**Exercise details:**
Convert all the entries below into a Markdown table with the columns Row and Line, giving each non-blank line its own numbered row. Omit the pictures and any blank lines.

**Dataset rows:**

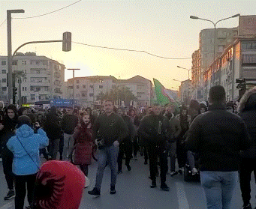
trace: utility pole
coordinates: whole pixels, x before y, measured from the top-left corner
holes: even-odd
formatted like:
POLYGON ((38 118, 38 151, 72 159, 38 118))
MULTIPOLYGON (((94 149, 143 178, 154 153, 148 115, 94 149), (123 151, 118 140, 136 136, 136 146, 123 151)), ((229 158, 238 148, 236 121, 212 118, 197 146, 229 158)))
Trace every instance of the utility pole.
POLYGON ((73 109, 74 109, 74 70, 80 70, 78 68, 68 68, 67 70, 73 70, 73 109))
POLYGON ((15 88, 15 82, 13 81, 12 52, 11 52, 11 13, 24 13, 24 10, 7 10, 7 34, 8 34, 8 104, 13 103, 13 89, 15 88))

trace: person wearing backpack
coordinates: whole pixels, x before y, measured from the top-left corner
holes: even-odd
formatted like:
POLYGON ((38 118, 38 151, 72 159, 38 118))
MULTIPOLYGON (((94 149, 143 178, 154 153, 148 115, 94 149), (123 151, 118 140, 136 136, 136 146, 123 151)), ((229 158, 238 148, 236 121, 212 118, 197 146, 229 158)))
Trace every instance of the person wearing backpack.
POLYGON ((32 205, 36 175, 40 169, 39 149, 45 148, 48 144, 49 139, 42 129, 39 128, 38 133, 34 133, 29 116, 22 115, 18 118, 16 136, 12 136, 6 145, 14 154, 15 209, 24 208, 26 191, 28 202, 30 205, 32 205))

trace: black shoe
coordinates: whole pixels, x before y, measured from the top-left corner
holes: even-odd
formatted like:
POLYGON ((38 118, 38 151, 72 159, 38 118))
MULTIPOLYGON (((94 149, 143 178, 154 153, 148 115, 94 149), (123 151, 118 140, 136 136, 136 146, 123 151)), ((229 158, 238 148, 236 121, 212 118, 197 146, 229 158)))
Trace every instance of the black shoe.
POLYGON ((150 188, 155 188, 156 187, 156 181, 152 181, 152 184, 150 186, 150 188))
POLYGON ((115 186, 111 186, 110 187, 110 195, 114 195, 116 193, 115 186))
POLYGON ((170 172, 170 176, 174 176, 174 175, 177 175, 178 174, 178 172, 177 171, 173 171, 173 172, 170 172))
POLYGON ((252 209, 251 203, 244 204, 242 209, 252 209))
POLYGON ((163 190, 163 191, 169 191, 170 188, 167 187, 167 185, 166 185, 166 184, 164 183, 164 184, 161 185, 160 188, 163 190))
POLYGON ((88 193, 92 196, 101 196, 101 191, 100 190, 94 187, 92 191, 88 191, 88 193))
POLYGON ((15 197, 14 190, 10 190, 9 192, 7 193, 7 196, 5 197, 5 200, 9 200, 14 197, 15 197))
POLYGON ((130 166, 130 165, 126 165, 127 169, 130 172, 131 168, 130 166))

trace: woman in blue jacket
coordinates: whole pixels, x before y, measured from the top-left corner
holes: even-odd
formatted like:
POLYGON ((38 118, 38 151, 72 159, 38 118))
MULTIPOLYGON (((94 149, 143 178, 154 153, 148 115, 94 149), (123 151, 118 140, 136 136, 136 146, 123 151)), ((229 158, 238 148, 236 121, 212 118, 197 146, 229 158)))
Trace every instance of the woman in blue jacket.
POLYGON ((15 209, 23 209, 26 188, 28 202, 32 205, 34 186, 40 167, 39 149, 48 144, 49 139, 43 130, 39 128, 38 133, 34 133, 29 117, 23 115, 18 118, 16 136, 7 143, 8 149, 14 153, 15 209))

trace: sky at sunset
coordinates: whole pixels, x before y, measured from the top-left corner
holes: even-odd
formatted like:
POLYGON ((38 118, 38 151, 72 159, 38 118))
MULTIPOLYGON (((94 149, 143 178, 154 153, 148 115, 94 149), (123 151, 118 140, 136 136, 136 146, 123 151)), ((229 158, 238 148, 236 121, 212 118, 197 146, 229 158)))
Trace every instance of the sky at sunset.
MULTIPOLYGON (((178 88, 173 79, 188 79, 194 51, 198 49, 200 30, 213 28, 211 22, 191 19, 190 15, 216 22, 240 13, 256 14, 256 1, 90 1, 83 0, 59 11, 41 16, 78 0, 0 1, 0 55, 7 55, 6 10, 12 13, 12 52, 33 40, 61 40, 62 33, 72 33, 72 41, 110 48, 147 52, 114 50, 72 43, 71 52, 62 52, 61 43, 31 44, 20 52, 36 52, 56 60, 67 68, 80 68, 76 76, 109 76, 128 79, 140 75, 158 79, 164 87, 178 88), (26 18, 26 19, 14 19, 26 18)), ((238 18, 222 21, 217 27, 233 28, 238 18)), ((65 80, 72 72, 65 70, 65 80)))

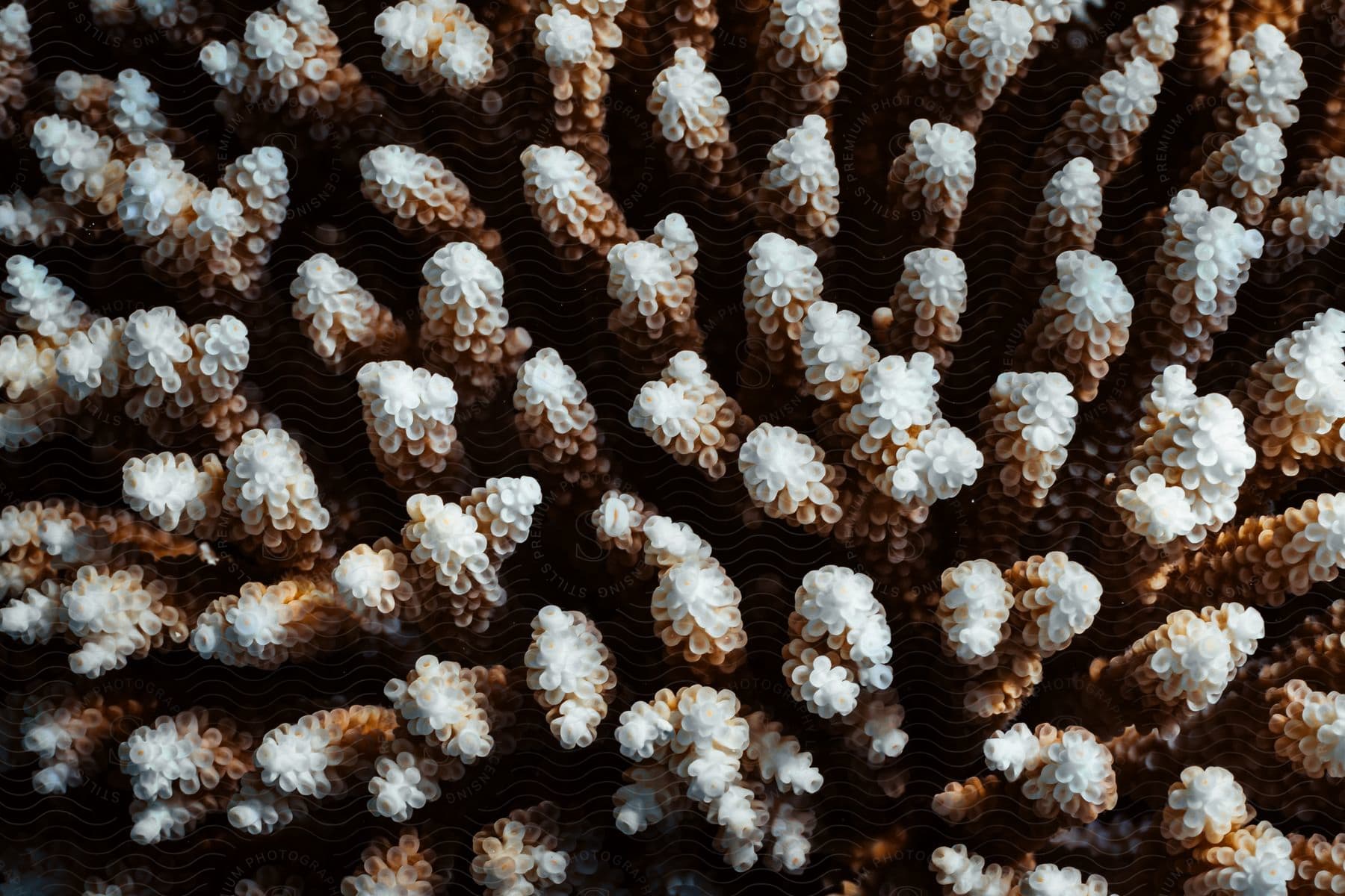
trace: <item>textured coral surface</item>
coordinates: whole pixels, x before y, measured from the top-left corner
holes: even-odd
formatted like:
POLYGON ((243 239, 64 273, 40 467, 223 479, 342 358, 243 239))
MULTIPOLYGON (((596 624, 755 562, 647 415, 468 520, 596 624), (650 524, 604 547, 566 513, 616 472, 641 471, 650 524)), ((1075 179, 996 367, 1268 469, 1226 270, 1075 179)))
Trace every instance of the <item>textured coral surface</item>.
POLYGON ((1342 21, 0 8, 0 896, 1345 892, 1342 21))

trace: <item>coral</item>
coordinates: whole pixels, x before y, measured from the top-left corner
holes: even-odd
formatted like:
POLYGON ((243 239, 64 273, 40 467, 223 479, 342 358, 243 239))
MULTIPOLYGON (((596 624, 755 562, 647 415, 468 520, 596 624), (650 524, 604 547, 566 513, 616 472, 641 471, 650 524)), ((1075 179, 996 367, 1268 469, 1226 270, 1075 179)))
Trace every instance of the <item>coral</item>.
POLYGON ((1345 892, 1341 0, 324 3, 0 0, 0 892, 1345 892))

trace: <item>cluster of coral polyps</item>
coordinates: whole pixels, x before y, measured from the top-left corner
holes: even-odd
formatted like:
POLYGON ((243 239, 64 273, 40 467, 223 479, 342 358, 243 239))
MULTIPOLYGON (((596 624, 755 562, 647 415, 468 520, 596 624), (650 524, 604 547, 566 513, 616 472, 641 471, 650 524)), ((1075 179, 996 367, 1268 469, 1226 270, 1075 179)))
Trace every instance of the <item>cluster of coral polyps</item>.
POLYGON ((0 895, 1345 893, 1342 0, 261 7, 0 8, 0 895))

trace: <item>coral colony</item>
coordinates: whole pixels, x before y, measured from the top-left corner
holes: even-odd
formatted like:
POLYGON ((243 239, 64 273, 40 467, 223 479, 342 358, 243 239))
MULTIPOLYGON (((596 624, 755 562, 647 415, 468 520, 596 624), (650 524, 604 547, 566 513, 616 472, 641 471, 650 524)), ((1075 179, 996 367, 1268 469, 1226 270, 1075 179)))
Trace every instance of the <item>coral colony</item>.
POLYGON ((0 895, 1345 893, 1340 0, 0 9, 0 895))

**Output of the exercise:**
| Row | Line |
|---|---|
| 1 | trace: utility pole |
| 2 | coordinates: whole pixels, x before y, measured from the top-left corner |
| 3 | holes: even-odd |
| 4 | formatted like: |
| 5 | POLYGON ((38 118, 38 151, 72 159, 38 118)) |
| 6 | MULTIPOLYGON (((94 149, 143 178, 154 153, 148 115, 94 149), (123 151, 118 140, 136 136, 136 146, 123 151)), ((229 158, 238 148, 236 121, 212 118, 197 146, 229 158))) |
| 7 | Trace every instance of the utility pole. |
| 8 | POLYGON ((73 109, 74 109, 74 70, 80 70, 78 68, 68 68, 67 70, 73 70, 73 109)) |
| 9 | POLYGON ((15 88, 15 82, 13 81, 12 52, 11 52, 11 13, 24 13, 24 10, 7 10, 7 34, 8 34, 8 104, 13 103, 13 89, 15 88)) |
| 10 | trace: person wearing backpack |
| 11 | coordinates: whole pixels, x before y, measured from the top-left corner |
| 12 | holes: even-odd |
| 13 | formatted like: |
| 14 | POLYGON ((38 118, 38 151, 72 159, 38 118)) |
| 15 | MULTIPOLYGON (((94 149, 143 178, 154 153, 148 115, 94 149), (123 151, 118 140, 136 136, 136 146, 123 151)), ((229 158, 238 148, 236 121, 212 118, 197 146, 229 158))) |
| 16 | Trace every instance of the person wearing backpack. |
| 17 | POLYGON ((32 205, 36 175, 40 169, 39 149, 45 148, 48 144, 49 139, 42 129, 39 128, 38 133, 34 133, 29 116, 22 115, 18 118, 16 136, 12 136, 6 145, 14 154, 15 209, 24 208, 26 191, 28 202, 30 205, 32 205)) |
| 18 | trace: black shoe |
| 19 | coordinates: whole pixels, x before y, measured from the top-left corner |
| 20 | holes: even-odd |
| 21 | formatted like: |
| 22 | POLYGON ((38 118, 38 151, 72 159, 38 118)) |
| 23 | MULTIPOLYGON (((94 149, 143 178, 154 153, 148 115, 94 149), (123 151, 118 140, 136 136, 136 146, 123 151)), ((229 158, 238 148, 236 121, 212 118, 197 146, 229 158))) |
| 24 | Trace every instance of the black shoe. |
| 25 | POLYGON ((150 188, 155 188, 156 187, 156 181, 152 181, 152 184, 150 186, 150 188)) |
| 26 | POLYGON ((115 186, 111 186, 110 187, 110 195, 114 195, 116 193, 115 186)) |
| 27 | POLYGON ((170 172, 170 176, 174 176, 174 175, 177 175, 178 174, 178 172, 177 171, 173 171, 173 172, 170 172)) |
| 28 | POLYGON ((252 209, 251 203, 244 204, 242 209, 252 209)) |
| 29 | POLYGON ((163 190, 163 191, 169 191, 170 188, 167 187, 167 185, 166 185, 166 184, 164 183, 164 184, 161 185, 160 188, 163 190)) |
| 30 | POLYGON ((88 193, 92 196, 101 196, 101 191, 100 190, 94 187, 92 191, 88 191, 88 193)) |
| 31 | POLYGON ((15 197, 14 190, 10 190, 9 192, 7 193, 7 196, 5 197, 5 200, 9 200, 14 197, 15 197)) |
| 32 | POLYGON ((130 166, 130 165, 126 165, 127 169, 130 172, 131 168, 130 166)) |
| 33 | trace: woman in blue jacket |
| 34 | coordinates: whole pixels, x before y, measured from the top-left corner |
| 35 | holes: even-odd |
| 36 | formatted like: |
| 37 | POLYGON ((38 118, 38 151, 72 159, 38 118)) |
| 38 | MULTIPOLYGON (((94 149, 143 178, 154 153, 148 115, 94 149), (123 151, 118 140, 136 136, 136 146, 123 151)), ((229 158, 238 148, 236 121, 212 118, 197 146, 229 158))) |
| 39 | Trace every instance of the woman in blue jacket. |
| 40 | POLYGON ((15 209, 23 209, 26 188, 28 202, 32 205, 34 186, 40 167, 39 149, 48 144, 49 139, 43 130, 39 128, 38 133, 34 133, 29 117, 23 115, 18 118, 16 136, 7 143, 8 149, 14 153, 15 209)) |
| 41 | trace: sky at sunset |
| 42 | coordinates: whole pixels, x before y, measured from the top-left corner |
| 43 | holes: even-odd |
| 44 | formatted like: |
| 45 | POLYGON ((38 118, 38 151, 72 159, 38 118)) |
| 46 | MULTIPOLYGON (((94 149, 143 178, 154 153, 148 115, 94 149), (123 151, 118 140, 136 136, 136 146, 123 151)), ((229 158, 238 148, 236 121, 212 118, 197 146, 229 158))) |
| 47 | Trace every instance of the sky at sunset. |
| 48 | MULTIPOLYGON (((178 88, 173 79, 188 79, 194 51, 198 49, 200 30, 213 28, 211 22, 191 19, 190 15, 216 22, 240 13, 256 14, 256 1, 90 1, 83 0, 59 11, 41 16, 78 0, 0 1, 0 55, 7 55, 6 10, 12 13, 12 52, 33 40, 61 40, 62 33, 72 33, 72 41, 110 48, 147 52, 114 50, 72 43, 71 52, 62 52, 61 43, 31 44, 20 52, 36 52, 56 60, 67 68, 80 68, 76 76, 109 76, 128 79, 140 75, 158 79, 164 87, 178 88), (26 18, 26 19, 14 19, 26 18)), ((238 18, 222 21, 217 27, 233 28, 238 18)), ((65 80, 72 72, 65 70, 65 80))) |
| 49 | trace: <item>textured coral surface</item> |
| 50 | coordinates: whole pixels, x before y, measured from the top-left corner |
| 51 | holes: even-odd |
| 52 | formatted like: |
| 53 | POLYGON ((243 239, 64 273, 40 467, 223 479, 342 358, 243 239)) |
| 54 | MULTIPOLYGON (((596 624, 755 562, 647 415, 468 520, 596 624), (650 524, 604 547, 566 513, 616 472, 641 471, 650 524)), ((1075 179, 996 367, 1268 469, 1226 270, 1075 179))) |
| 55 | Trace every instance of the <item>textured coral surface</item>. |
| 56 | POLYGON ((1342 21, 0 8, 0 896, 1345 892, 1342 21)) |
| 57 | trace: <item>coral</item> |
| 58 | coordinates: whole pixels, x before y, measured from the top-left corner |
| 59 | holes: even-odd |
| 60 | formatted like: |
| 61 | POLYGON ((243 239, 64 273, 40 467, 223 479, 342 358, 243 239)) |
| 62 | MULTIPOLYGON (((596 624, 755 562, 647 415, 468 520, 596 624), (650 524, 604 547, 566 513, 616 472, 641 471, 650 524)), ((1075 179, 996 367, 1268 469, 1226 270, 1075 179))) |
| 63 | Trace every instance of the <item>coral</item>. |
| 64 | POLYGON ((1345 892, 1341 0, 324 3, 0 0, 0 892, 1345 892)) |
| 65 | trace: <item>cluster of coral polyps</item> |
| 66 | coordinates: whole pixels, x before y, measured from the top-left corner |
| 67 | holes: even-odd |
| 68 | formatted like: |
| 69 | POLYGON ((243 239, 64 273, 40 467, 223 479, 342 358, 243 239)) |
| 70 | MULTIPOLYGON (((596 624, 755 562, 647 415, 468 520, 596 624), (650 524, 604 547, 566 513, 616 472, 641 471, 650 524)), ((1075 179, 996 367, 1268 469, 1226 270, 1075 179))) |
| 71 | Trace every instance of the <item>cluster of coral polyps</item>. |
| 72 | POLYGON ((0 895, 1345 893, 1342 0, 261 7, 0 8, 0 895)) |
| 73 | trace: <item>coral colony</item> |
| 74 | coordinates: whole pixels, x before y, measured from the top-left corner |
| 75 | holes: even-odd |
| 76 | formatted like: |
| 77 | POLYGON ((243 239, 64 273, 40 467, 223 479, 342 358, 243 239)) |
| 78 | MULTIPOLYGON (((596 624, 755 562, 647 415, 468 520, 596 624), (650 524, 604 547, 566 513, 616 472, 641 471, 650 524)), ((1075 179, 996 367, 1268 469, 1226 270, 1075 179))) |
| 79 | Trace every instance of the <item>coral colony</item>. |
| 80 | POLYGON ((0 895, 1345 893, 1340 0, 0 9, 0 895)) |